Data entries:
.....
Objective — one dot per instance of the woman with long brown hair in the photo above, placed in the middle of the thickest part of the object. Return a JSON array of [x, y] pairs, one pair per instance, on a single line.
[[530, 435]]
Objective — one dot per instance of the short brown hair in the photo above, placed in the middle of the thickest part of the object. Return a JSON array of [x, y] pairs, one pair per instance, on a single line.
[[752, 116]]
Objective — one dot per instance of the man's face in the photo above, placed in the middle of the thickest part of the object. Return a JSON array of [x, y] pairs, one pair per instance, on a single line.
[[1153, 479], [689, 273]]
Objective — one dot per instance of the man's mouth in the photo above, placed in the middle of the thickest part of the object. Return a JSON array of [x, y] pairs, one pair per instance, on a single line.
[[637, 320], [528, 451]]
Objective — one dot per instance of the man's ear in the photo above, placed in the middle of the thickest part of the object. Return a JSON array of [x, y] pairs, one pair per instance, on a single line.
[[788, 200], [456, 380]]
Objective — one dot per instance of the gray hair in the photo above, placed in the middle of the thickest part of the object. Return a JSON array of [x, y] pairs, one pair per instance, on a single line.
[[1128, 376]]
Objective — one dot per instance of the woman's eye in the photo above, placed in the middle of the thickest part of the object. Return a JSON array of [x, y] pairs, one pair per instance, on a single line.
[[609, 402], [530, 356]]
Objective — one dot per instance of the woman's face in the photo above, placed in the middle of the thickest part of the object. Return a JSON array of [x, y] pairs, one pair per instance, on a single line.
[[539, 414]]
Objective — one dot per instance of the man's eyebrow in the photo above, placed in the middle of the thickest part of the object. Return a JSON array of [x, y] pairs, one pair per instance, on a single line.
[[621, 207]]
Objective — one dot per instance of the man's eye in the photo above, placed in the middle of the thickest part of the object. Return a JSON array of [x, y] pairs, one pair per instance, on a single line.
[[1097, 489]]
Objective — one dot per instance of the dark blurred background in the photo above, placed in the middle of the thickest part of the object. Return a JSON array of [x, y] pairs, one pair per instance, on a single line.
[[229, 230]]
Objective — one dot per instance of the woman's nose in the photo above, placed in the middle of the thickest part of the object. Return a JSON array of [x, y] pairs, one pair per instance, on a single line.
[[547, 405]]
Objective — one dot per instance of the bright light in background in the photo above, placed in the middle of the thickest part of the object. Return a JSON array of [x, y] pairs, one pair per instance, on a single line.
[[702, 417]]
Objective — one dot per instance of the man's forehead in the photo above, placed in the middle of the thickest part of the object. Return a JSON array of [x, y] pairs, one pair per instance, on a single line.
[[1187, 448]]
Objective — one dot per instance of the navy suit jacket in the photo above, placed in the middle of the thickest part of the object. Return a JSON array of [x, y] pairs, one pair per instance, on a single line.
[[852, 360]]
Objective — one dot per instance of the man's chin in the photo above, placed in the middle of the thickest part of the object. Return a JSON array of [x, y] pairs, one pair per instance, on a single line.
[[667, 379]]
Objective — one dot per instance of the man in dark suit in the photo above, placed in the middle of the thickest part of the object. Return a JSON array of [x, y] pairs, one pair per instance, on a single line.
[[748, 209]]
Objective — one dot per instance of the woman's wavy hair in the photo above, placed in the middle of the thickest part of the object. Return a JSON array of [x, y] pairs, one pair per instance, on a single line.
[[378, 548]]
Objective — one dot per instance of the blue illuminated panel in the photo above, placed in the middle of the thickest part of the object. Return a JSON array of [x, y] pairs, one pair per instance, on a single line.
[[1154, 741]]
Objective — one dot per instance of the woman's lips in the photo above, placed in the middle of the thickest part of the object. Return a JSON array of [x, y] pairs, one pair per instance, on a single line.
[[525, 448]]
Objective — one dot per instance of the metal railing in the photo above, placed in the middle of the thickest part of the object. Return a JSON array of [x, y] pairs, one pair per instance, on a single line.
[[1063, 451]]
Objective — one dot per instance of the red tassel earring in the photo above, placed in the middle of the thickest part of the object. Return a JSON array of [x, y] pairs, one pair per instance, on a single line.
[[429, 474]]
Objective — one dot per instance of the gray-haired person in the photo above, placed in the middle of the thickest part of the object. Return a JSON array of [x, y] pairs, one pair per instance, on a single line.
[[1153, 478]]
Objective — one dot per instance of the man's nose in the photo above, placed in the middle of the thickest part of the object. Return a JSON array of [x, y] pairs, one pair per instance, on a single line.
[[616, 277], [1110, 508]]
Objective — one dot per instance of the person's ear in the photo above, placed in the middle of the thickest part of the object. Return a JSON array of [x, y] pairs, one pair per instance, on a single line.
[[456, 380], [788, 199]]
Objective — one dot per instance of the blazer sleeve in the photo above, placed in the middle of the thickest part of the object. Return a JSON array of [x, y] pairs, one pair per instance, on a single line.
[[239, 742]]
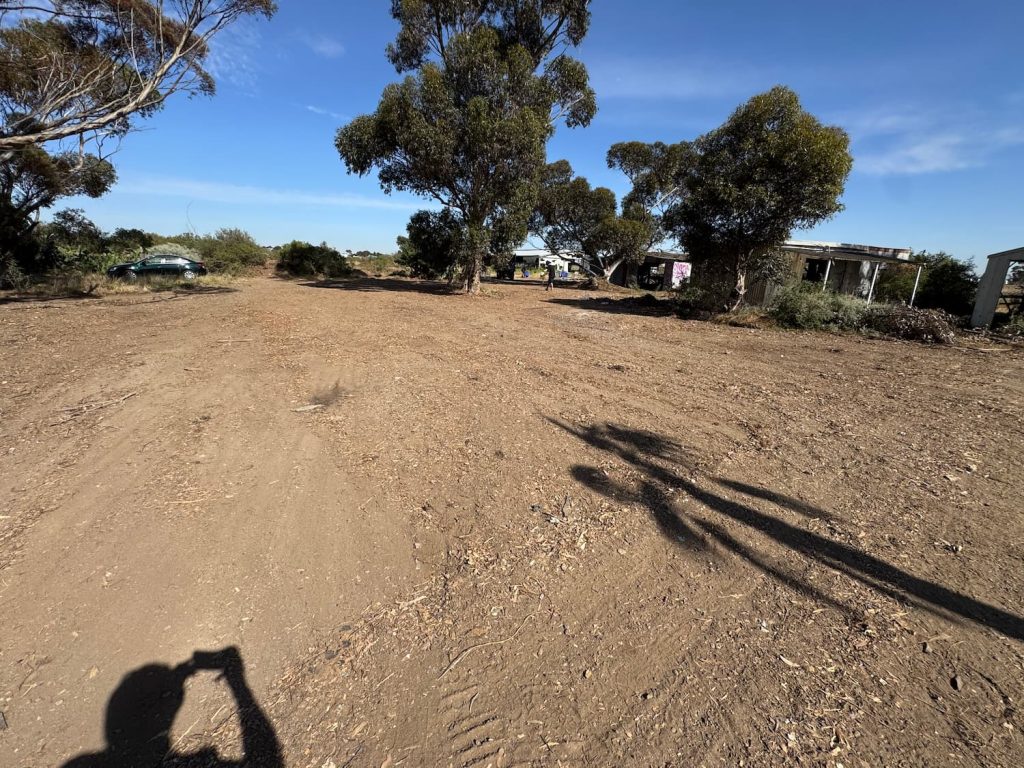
.....
Copy the whole listing above word for word, line by line, and leave out the pictures.

◆ **Written solution**:
Objective — one dot per instance of the woman with long brown hair in the photo above, placed in the middle of the thickest part of the object. Return a JSON array of [x, y] pairs, one pair per instance, on a single line.
[[530, 435]]
Objective — one dot per instance of the short brown hair in the photo above, placed in the middle of the thickest part of the object. Return a JSON array of [x, y] pairs, one pair per instance, on a single line.
[[752, 116]]
Objective — one dot per instance of the man's face in the photo above, placed in the middle of the thickest part of the object. Return a JSON array of [x, y] pairs, one pair per instance, on a single line.
[[1153, 479], [689, 273]]
Objective — one dot per instance of the man's mouth in the photo above, placed in the middle of the thickest part of the object. Return a JSON array of [x, y] pairs, one pair per instance, on a single line.
[[637, 320], [528, 451]]
Objective — one dot per instance of the man's ear in the photo above, placed in the middle of the thickest part of the object. Return a JSON array of [x, y] pairs, one pair per instance, on a single line.
[[788, 200], [456, 380]]
Objective — one dot per instance of the gray hair in the photo above, placed in the middle of the thickest part of the object. Return a JSON array of [x, y] pairs, one pair per instance, on a single line.
[[1128, 376]]
Objective — one dot per instance of the woman's eye in the photo above, placed in the middle of the thickest part of the object. Return a JSON array of [x, y] pairs, one pair per instance, on a single line.
[[609, 402], [530, 356]]
Objective — one dot per instance of the woman's face in the photo above, placed in the middle of the thickest part of the object. Return a JSON array of [x, y] pairs, one pair per instance, on a single line.
[[539, 414]]
Objective — one dot per instance of the man's eyebrow in the photo above, placed in the middle of the thickest part of the object. Return a JSON array of [x, y] pairs, one pair per instance, on a single line.
[[621, 207]]
Objective — one dot per instance of the man's eye in the photo above, placed in the middle of the thickest part of the object. Return a JSON array of [x, y] pairs, one pair per instance, on a single line.
[[1097, 489]]
Objective — one dot per instance of the dark blurred background in the photo above, placed in the middle of the thickest part of the object. Return a JSON array of [x, y] pairs, one pair per instance, on a single line.
[[229, 230]]
Objective — one dot per instance of the woman's nose in the photo above, placed in the middle of the thickest part of the object. Return a JSON array of [x, y] pairs, one pair per instance, on a single line.
[[547, 405]]
Objective — one dot per instance of the bright light in background in the photo above, placed in the middle of the thickest part of the object. Return a JSON array of [x, y] pairs, one pair per instance, on a single line.
[[702, 417]]
Objective — one dot per instance of the man's forehead in the photo above, placed in the middle of the thickest part of the object. Return a JSON array of [x, y] pairs, one pair per instance, on a single line.
[[1187, 448]]
Objective — one dot per instance of the navy suit jacket in the photo above, placed in the middle of the thickest part of the object. Return a JSON array of [x, y] pairs, one pair per instance, on a single line.
[[852, 360]]
Objective — one dot per instance of the man's chin in the photo above, placed in the middle of the thickest part of the object. Return a JSON array of [x, y] pairs, one pair per instance, on a single line.
[[667, 379]]
Objective — one dot per instance of the man in dark suit in the photo above, placed in the middle of the thickest part of the object. Return a JSON array of [x, y] pairs, one pair per instance, on a single line.
[[748, 209]]
Objective — one dot per instance of the woman's wavy hair in the photo above, placed in the middle of the thickest part of the object. Return a JSON array of [x, y] pairs, one pair per instance, on a single line.
[[378, 548]]
Objective — one dot per instance of the blue illuminated panel in the photo above, placed in the middle of the thickest part of the object. Return a JSON array of [x, y] pairs, one pair per instance, on a single line.
[[1154, 741]]
Objective — one dot per instance of the woman's lips in the photo above, placed in the middle of the thickest part of the object. Return a JSON array of [x, y] pairs, one pair per instance, on a single line.
[[525, 448]]
Objective — one dot per instance of the metal railing in the photo above, placed in the middle of the thickest part of the object. Return a JSON array of [x, y] pairs, one pair per instance, on a single line.
[[1063, 451]]
Objective — one dot per instance of the red tassel earring in the photo above, placed in the middle of the thickest part of the object. Return a JSON array of [x, y] pairs, one pair per instance, on a single line.
[[429, 474]]
Objective — one dot per instance of the gray-haired person in the photo above, placed in the middle of the thickest part of the object. Return a JSON array of [x, y] pairs, one pair per instance, on a single line.
[[1153, 478]]
Objective — one dot per instance of the man's nose in the photo above, placed in the middle of the thickest part of the object. Return a JSON array of [x, y] pairs, one pair per instance, on a single line.
[[616, 277], [1110, 508]]
Objective — one dot per instance of the person's ear in the photo above, placed in the middle of the thickest part of the object. Return a JSON array of [x, y] pairs, one pair per instance, on a single line.
[[456, 380], [788, 199]]
Objective — one dot per instance of the blazer sleeve in the photo above, placed in the middle of the thickest part of the object. Return a JSON array of [x, y] pairs, one pair per instance, on a single line.
[[239, 742]]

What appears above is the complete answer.